§ Problem requirements
Exclude the pictures; give every entry again exactly as written.

§ Dataset content

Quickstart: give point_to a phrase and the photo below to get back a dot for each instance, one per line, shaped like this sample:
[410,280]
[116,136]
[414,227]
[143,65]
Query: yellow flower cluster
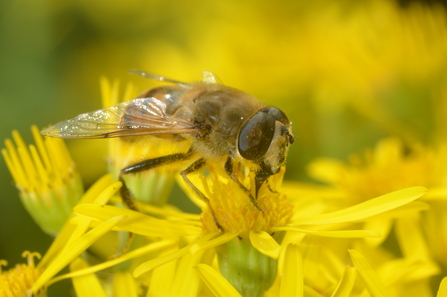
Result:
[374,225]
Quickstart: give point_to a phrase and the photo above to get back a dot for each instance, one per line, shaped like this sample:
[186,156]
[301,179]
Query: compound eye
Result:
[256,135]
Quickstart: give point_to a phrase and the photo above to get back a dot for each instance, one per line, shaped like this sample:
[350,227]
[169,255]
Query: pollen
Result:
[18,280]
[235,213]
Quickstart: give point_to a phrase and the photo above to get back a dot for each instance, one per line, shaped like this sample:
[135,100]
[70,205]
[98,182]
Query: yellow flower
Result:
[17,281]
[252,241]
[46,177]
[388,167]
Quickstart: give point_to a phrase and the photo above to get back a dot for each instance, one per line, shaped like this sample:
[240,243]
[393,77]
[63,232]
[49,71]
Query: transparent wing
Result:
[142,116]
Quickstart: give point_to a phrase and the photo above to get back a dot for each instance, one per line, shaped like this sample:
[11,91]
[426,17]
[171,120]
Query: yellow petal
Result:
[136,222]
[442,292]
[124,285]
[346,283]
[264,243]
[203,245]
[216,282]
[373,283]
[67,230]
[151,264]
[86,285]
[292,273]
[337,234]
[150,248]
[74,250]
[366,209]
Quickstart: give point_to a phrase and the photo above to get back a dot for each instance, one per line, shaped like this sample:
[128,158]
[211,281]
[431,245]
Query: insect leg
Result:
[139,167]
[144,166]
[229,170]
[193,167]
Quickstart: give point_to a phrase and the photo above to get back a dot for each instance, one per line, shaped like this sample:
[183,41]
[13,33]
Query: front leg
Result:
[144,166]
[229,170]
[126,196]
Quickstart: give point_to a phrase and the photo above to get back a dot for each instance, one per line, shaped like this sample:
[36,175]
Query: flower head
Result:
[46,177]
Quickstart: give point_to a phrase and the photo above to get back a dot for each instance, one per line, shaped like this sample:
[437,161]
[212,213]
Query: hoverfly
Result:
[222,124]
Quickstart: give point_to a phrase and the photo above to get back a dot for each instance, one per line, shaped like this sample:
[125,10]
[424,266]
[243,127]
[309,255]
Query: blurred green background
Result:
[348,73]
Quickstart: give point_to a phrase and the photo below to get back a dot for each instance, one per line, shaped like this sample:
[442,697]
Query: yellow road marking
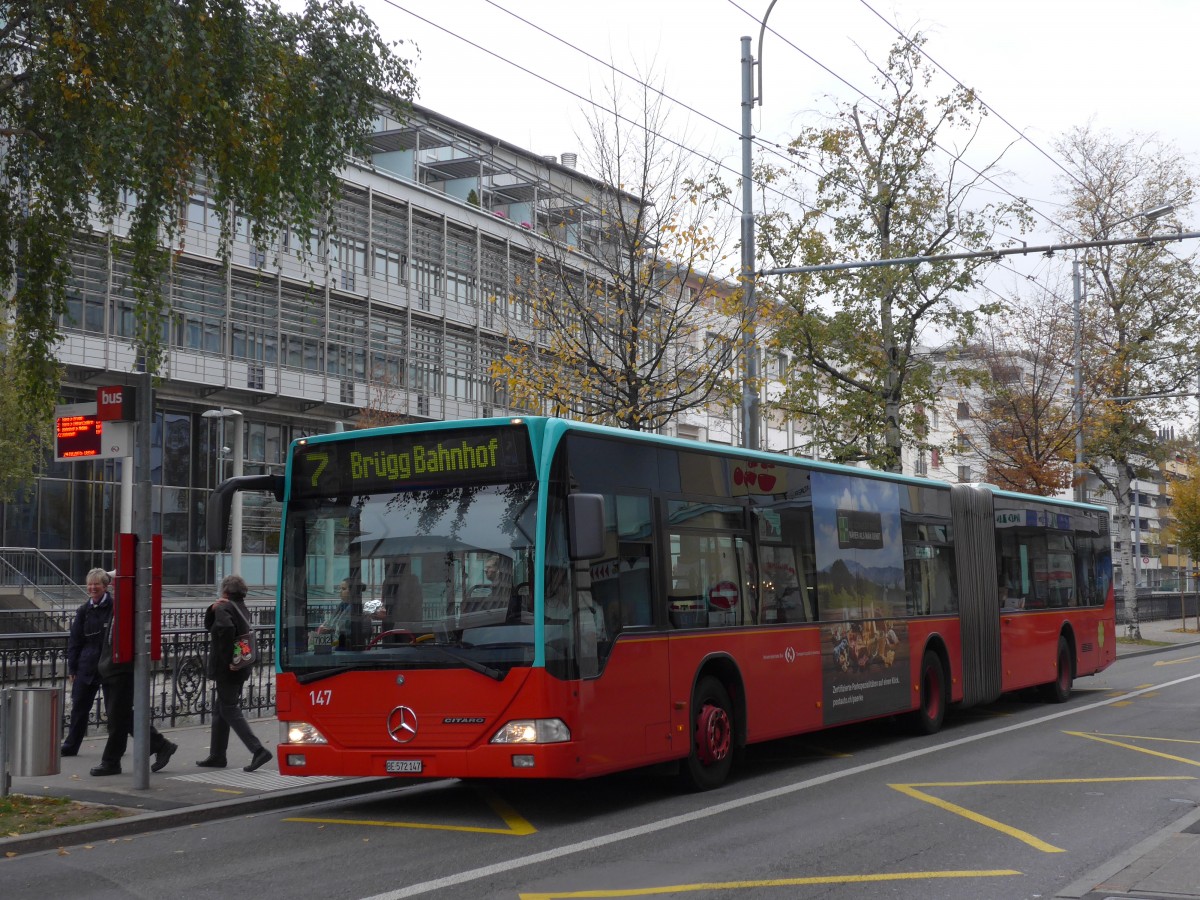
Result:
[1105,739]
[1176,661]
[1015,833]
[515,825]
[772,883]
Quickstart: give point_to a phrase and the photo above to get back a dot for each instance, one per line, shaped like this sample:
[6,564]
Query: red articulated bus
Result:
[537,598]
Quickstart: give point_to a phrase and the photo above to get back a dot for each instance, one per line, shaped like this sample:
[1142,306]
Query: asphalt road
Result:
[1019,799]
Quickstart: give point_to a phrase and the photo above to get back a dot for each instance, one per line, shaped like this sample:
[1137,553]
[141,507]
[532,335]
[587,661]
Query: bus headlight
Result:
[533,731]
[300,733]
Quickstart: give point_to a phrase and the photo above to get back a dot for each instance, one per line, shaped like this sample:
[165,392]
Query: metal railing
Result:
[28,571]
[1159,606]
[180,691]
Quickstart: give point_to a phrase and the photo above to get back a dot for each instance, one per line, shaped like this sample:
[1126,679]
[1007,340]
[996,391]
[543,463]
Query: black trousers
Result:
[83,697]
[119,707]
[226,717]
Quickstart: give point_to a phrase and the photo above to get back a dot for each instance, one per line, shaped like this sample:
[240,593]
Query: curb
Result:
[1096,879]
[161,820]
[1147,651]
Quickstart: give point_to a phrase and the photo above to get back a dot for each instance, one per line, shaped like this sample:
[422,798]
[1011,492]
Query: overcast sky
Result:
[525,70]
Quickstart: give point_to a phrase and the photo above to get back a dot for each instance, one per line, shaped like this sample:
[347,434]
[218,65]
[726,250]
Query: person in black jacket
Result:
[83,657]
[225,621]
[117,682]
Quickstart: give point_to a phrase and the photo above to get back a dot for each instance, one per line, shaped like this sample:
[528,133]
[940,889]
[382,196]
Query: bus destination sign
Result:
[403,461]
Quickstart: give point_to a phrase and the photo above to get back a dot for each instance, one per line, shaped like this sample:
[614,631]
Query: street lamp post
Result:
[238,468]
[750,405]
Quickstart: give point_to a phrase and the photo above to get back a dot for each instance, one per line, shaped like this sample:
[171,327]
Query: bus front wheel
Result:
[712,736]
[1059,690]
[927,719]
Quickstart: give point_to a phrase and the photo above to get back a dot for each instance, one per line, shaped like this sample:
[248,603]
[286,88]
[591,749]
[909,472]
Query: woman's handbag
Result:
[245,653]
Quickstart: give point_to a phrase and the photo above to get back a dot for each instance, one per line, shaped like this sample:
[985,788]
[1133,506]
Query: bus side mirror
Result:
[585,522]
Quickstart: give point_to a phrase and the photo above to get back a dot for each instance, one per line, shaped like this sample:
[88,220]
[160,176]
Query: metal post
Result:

§ Written response
Quickstart: give point_to a phrase and the photo below to get back a dot for each instance, one per line, shaped like this sample:
[410,280]
[116,136]
[414,227]
[143,65]
Query: yellow flower cluster
Result:
[374,225]
Quickstart: give point_to a phrase and the photo above to get back a dot for each instance, one per line, shaped like this sample:
[186,156]
[301,179]
Query: compound eye
Result:
[256,135]
Quickstart: give point_to a phrase and the photo above to get back a dot for each instance, one per line, shaped like this sample:
[350,227]
[169,255]
Query: pollen
Result:
[18,280]
[235,213]
Quickstart: give point_to a phrase and the photo above to get back a dot for each instance, one per line, shaped like this sample:
[135,100]
[70,205]
[98,182]
Query: yellow flower
Result:
[17,281]
[252,241]
[46,177]
[388,167]
Quickstart: give point_to a phrase and the photo above to get back a dot for each instance, one per line, shaped like this sample:
[240,243]
[393,77]
[63,232]
[49,71]
Query: transparent wing
Result:
[142,116]
Quickstart: give point_to a phrase and the photo above to get back a dot for each instance, one per line, shaped like this sample:
[11,91]
[426,17]
[171,120]
Query: yellow petal
Result:
[136,222]
[442,292]
[124,285]
[346,283]
[264,243]
[203,245]
[216,282]
[373,283]
[67,230]
[151,264]
[86,285]
[292,273]
[337,234]
[150,248]
[74,250]
[366,209]
Quickstart: give point_to a phrase and the photo above to get back a dot for each instance, one per line, shaped like this sample:
[128,158]
[211,281]
[431,245]
Query: insect leg
Result:
[139,167]
[144,166]
[229,170]
[193,167]
Quickstart: give point_to a phrase and the photo above to get back a dot for each instance, one per line, shaped like this sample:
[183,41]
[13,33]
Query: front leg
Result:
[144,166]
[229,170]
[126,196]
Quickstart: give point_to a phrase and the photo above to get back a dot for each instance, one per line, shaped like this sample:
[36,175]
Query: flower head
Result:
[46,177]
Quickstart: give point_to a phrase and the photo above to get back a dot for each instance, one per line, shaped like this sample:
[437,161]
[212,213]
Query: hoverfly
Result:
[222,124]
Quickstart: give point_to a phrase and the photo above to get back a dot for each instance, one per line, shaped like this sample:
[125,10]
[424,266]
[243,127]
[309,255]
Query: blurred green background
Result:
[348,73]
Quickstart: give point_to a phrase and the photo below to get back a dot for each instance, one per line, shaped like this sample:
[442,697]
Query: yellow road marking
Result:
[1105,739]
[1176,661]
[1015,833]
[515,825]
[772,883]
Quickstart: give point_to a phrase and the photo above to get back a dot for each instance, one per line, shaped like this sample:
[6,564]
Query: red articulated bus
Result:
[537,598]
Quickstart: give point_to a phrase and the photo above to get back a dot for each instance, one per line, shaped like this sample:
[1142,306]
Query: asphalt road
Result:
[1019,799]
Quickstart: give point_to a phrase and the photo above to get back a dot for each instance, one per line, shaped like this sample:
[1137,553]
[141,507]
[532,335]
[587,661]
Query: bus headlight
Result:
[533,731]
[300,733]
Quickstart: give point_to a phrase and the photo above to get back a dot for each instance, one per line, shaped like this sample:
[165,392]
Query: metal railing
Result:
[28,571]
[1159,606]
[180,691]
Quickstart: give point_to a phrase and the photo above to get back a dot for each instance, one per line, shaped like this sample:
[1126,679]
[1007,340]
[996,391]
[543,463]
Query: black trousers
Result:
[83,697]
[119,707]
[226,717]
Quickstart: give point_to a phrase and the photo above to get back a dot for each instance, one per line, shaped like this sample:
[240,593]
Query: curb
Result:
[1096,879]
[161,820]
[1147,651]
Quickstart: give point_to a phrase and the photo above to get back a dot for each instance, one per line, shaped like this sample:
[422,798]
[1011,492]
Query: overcast sky
Result:
[525,70]
Quickstart: give point_to a phrase and the photo above to get back a dot for each instance, one per line, shaped like this sample:
[347,434]
[218,65]
[726,250]
Query: person in black jacket
Result:
[83,657]
[225,621]
[117,682]
Quickstart: give point_to a phrase and the photo above to get back a dot for each instance, one per line, shaped like this sample:
[528,133]
[940,889]
[382,196]
Query: bus destination sign
Result:
[403,461]
Quickstart: give point_to a phrase and the photo above to get back a dot for each instance, one per line, shaped like this sample:
[614,631]
Query: street lamp post
Result:
[238,468]
[750,405]
Quickstart: give point_to a phrase and the photo above to get back a dot for each instance, one per line, shaped like this sample:
[171,327]
Query: bus front wheel
Result:
[712,736]
[1059,690]
[927,719]
Quickstart: give point_to a phrase and the photo above to get back a dot for each instance, one per line, shaped like this sample:
[248,603]
[286,88]
[591,749]
[909,472]
Query: woman's handbag
Result:
[245,653]
Quickstart: give point_to a phrase and the photo above to get back a dot for each instance, one per line, shaped like this sample:
[985,788]
[1133,506]
Query: bus side mirror
Result:
[585,522]
Quickstart: give point_to a phrase and the photo above to get back a dot for each instance, one per line, shaped like this sample:
[88,220]
[160,176]
Query: metal post
Result:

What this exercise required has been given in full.